• **Problem set**:
1) In the review of 30 Days of Night, begin at the words "But on both" and stop after "first few pages.". Rewrite that stretch, changing "pacing" to "rhythm".
2) According to the review of 30 Days of Night, in what town do the vampires go on their feeding spree?
3) Please carry on the review of 30 Days of Night, starting after its last sentence.

• **Text to read**:
— BEGIN —
I finished the first volume by 1am. Was I too scared to sleep afterward? No way. The only thing that kept me up was trying to figure out why I was so underwhelmed by the comic.

The series begins with a great premise—vampires go on a thirty day feeding spree in Barrow, Alaska, during the darkest part of winter, when the sun will not rise for another thirty days—and at first glance Ben Templesmith’s graphics look stunning, crowded with expressionistic Nosferatu vampires against brushed and splattered grey-black backgrounds.

But on both levels—narratively and visually—30 Days of Night is unrewarding.

The problem with Steve Niles’s writing is its flatness. Aside from a few pages early in the book (when the sheriff spots the vampire swarm approaching, each panel a closer shot than the one before, ending with a horrific close-up of the vampires looking like Edward Gorey’s creatures on steroids)—aside from a few sequences like that, the pacing is flat. There is no rising tension, no build-up of suspense. We know everything we need to know by the end of the first few pages.
— END —
• **Records**:
— BEGIN —
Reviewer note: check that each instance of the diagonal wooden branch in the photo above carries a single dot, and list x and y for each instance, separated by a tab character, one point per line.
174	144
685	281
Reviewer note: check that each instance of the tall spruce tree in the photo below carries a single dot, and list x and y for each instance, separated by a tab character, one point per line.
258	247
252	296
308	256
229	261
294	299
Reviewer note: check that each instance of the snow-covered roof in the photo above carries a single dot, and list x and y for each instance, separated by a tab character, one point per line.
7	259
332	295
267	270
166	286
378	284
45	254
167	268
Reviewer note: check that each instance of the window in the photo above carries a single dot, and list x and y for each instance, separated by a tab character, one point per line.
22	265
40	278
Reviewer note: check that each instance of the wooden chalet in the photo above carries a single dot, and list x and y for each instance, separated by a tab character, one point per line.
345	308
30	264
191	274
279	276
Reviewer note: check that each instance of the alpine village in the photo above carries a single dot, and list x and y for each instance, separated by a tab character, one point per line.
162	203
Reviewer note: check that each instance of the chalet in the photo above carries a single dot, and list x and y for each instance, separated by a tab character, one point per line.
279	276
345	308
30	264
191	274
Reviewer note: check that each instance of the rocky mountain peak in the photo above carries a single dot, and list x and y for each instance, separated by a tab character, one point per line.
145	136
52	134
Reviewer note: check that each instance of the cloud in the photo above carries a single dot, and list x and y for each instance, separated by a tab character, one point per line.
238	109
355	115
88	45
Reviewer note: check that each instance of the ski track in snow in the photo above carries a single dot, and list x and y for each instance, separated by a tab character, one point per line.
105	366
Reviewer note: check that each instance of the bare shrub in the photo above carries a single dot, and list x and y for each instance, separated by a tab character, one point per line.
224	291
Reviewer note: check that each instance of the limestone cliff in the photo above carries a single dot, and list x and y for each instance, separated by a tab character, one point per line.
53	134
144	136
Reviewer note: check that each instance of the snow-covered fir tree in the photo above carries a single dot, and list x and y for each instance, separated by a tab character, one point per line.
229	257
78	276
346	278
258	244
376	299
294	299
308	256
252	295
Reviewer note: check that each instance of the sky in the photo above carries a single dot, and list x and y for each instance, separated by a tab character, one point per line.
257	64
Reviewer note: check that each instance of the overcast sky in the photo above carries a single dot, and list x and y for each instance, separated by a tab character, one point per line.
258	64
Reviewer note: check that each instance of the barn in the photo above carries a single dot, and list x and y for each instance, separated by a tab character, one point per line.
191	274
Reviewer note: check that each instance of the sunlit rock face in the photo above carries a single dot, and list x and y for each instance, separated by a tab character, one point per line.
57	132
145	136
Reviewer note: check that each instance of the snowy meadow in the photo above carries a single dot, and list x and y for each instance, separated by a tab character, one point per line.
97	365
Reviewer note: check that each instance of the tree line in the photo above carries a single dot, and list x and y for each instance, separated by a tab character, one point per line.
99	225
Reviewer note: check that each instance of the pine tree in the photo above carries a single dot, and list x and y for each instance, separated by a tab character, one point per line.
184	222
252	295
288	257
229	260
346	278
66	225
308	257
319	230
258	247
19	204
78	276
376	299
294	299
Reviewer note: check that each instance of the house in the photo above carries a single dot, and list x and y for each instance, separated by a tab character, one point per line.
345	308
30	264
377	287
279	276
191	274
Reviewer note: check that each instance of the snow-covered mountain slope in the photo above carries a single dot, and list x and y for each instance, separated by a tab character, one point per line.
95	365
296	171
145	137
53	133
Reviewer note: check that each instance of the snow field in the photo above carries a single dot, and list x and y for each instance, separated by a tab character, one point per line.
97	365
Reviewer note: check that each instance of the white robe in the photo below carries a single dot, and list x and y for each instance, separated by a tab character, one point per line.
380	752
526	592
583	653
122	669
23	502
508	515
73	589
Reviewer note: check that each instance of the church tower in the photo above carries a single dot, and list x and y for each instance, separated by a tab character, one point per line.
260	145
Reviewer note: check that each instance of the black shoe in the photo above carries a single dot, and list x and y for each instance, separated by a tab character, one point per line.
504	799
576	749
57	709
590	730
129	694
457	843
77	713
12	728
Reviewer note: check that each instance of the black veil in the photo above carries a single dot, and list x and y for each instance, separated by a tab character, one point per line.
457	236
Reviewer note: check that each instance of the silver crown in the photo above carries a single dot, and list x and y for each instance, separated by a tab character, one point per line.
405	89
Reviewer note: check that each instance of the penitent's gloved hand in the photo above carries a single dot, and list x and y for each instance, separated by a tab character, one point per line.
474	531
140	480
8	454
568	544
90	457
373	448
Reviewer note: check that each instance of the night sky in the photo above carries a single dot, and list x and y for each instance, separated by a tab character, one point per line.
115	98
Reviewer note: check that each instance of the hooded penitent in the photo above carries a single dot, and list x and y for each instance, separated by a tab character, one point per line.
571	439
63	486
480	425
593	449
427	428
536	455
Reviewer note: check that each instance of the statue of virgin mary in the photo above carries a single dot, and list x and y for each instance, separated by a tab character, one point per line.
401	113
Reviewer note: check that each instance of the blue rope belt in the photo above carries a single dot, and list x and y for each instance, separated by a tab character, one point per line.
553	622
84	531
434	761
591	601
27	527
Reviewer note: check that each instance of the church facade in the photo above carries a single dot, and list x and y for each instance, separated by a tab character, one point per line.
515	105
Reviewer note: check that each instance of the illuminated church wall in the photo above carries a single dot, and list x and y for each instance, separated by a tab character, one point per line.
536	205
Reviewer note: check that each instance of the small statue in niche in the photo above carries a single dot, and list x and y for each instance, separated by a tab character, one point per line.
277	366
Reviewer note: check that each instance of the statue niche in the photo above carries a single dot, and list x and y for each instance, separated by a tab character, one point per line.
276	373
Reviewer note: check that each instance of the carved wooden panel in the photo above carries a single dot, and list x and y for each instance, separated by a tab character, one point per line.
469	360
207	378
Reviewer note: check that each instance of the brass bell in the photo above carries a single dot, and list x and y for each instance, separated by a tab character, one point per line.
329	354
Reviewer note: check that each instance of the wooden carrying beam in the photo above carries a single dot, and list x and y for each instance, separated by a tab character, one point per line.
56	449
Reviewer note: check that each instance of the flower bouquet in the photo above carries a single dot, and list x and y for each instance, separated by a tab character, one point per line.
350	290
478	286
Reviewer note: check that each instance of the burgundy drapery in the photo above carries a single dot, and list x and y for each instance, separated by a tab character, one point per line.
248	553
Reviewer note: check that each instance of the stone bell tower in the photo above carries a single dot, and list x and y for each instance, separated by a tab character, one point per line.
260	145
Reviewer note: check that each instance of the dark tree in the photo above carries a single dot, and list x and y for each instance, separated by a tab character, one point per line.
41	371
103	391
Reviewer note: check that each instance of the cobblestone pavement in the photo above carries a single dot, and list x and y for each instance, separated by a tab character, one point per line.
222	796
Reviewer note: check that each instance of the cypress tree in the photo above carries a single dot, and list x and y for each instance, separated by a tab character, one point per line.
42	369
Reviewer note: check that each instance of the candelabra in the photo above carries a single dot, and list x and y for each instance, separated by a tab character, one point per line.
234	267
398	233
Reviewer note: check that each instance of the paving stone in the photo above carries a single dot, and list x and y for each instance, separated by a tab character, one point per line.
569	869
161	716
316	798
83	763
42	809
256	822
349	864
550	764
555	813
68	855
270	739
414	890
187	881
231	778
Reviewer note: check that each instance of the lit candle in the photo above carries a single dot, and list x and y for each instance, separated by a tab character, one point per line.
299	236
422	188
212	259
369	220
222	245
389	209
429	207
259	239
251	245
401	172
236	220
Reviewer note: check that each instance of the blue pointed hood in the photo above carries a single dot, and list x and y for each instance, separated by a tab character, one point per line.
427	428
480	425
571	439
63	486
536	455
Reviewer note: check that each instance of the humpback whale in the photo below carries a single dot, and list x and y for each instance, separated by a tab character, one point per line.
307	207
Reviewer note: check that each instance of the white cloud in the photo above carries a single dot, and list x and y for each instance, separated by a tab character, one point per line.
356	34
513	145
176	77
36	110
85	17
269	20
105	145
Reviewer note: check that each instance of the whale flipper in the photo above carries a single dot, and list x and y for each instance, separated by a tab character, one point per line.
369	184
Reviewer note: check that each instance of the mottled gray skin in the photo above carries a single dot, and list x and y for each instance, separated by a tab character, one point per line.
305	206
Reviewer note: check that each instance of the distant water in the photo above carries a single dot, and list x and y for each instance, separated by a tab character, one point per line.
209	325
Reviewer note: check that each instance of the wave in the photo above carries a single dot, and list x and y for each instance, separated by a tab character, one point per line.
— END —
• **Responses to the tasks**:
1)
But on both levels—narratively and visually—30 Days of Night is unrewarding.

The problem with Steve Niles’s writing is its flatness. Aside from a few pages early in the book (when the sheriff spots the vampire swarm approaching, each panel a closer shot than the one before, ending with a horrific close-up of the vampires looking like Edward Gorey’s creatures on steroids)—aside from a few sequences like that, the rhythm is flat. There is no rising tension, no build-up of suspense. We know everything we need to know by the end of the first few pages.

2) Barrow, Alaska.

3)
The graphics likewise have a plodding sense of sameness about them. However vivid, frenzied, and edgy they are, it’s the same panel, over and over and over. There’s no sense of motion. Even when a panel depicts a vampire in the act of gutting a human, blood splattering all over the page, there’s a still-life sense about the scene. Visually, it’s beautiful, the fast strokes and scribbled outlines recalling the Muromachi Period in Japanese painting in the 14th and 15th centuries. But such dark beauty fails to create visual tension between panels. The images are too frantic, too much of the time, and the effect is a grinding repetition that, however much it may resemble the bleak sameness of the northern wastes of Alaska, sacrifices storytelling for the sake of artistry.